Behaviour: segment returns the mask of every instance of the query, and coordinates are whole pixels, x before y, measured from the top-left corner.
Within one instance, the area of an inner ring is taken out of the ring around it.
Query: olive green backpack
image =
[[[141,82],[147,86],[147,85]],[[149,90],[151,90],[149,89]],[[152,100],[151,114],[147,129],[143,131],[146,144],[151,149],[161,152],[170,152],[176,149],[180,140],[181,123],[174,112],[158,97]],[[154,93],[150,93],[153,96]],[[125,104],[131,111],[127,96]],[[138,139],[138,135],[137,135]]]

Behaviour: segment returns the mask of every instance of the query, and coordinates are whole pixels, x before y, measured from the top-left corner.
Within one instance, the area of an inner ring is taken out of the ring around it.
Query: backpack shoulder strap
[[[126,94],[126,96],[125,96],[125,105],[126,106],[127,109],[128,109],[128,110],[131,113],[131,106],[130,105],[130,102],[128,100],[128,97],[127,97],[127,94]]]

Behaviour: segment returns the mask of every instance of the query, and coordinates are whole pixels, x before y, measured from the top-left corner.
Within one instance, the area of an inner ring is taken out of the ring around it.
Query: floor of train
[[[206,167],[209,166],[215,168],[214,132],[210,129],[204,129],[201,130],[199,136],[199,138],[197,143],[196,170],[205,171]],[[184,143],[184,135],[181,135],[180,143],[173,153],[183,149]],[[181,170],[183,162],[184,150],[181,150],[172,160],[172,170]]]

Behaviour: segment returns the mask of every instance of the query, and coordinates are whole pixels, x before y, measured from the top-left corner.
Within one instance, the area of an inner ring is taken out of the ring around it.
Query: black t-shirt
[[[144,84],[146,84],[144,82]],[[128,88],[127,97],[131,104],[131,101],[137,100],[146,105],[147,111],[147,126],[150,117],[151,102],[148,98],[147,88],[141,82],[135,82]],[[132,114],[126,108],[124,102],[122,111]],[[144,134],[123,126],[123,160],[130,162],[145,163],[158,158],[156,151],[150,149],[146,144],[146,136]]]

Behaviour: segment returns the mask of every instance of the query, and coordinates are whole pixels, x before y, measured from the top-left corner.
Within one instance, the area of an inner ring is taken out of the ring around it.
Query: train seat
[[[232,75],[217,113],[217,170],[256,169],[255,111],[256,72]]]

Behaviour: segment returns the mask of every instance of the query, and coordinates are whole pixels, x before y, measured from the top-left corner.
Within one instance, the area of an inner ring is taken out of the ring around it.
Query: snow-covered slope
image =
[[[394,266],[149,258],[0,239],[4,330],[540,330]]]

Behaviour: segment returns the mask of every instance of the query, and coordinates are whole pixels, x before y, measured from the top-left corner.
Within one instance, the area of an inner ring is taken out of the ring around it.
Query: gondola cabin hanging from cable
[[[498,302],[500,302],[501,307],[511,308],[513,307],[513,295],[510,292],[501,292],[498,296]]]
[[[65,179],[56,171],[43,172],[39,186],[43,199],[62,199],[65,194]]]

=-=-=-=-=

Pull out every line in the items above that contains the word "backpack", treating uppercase and lowercase as different, and copy each one.

Query: olive green backpack
Query: backpack shoulder strap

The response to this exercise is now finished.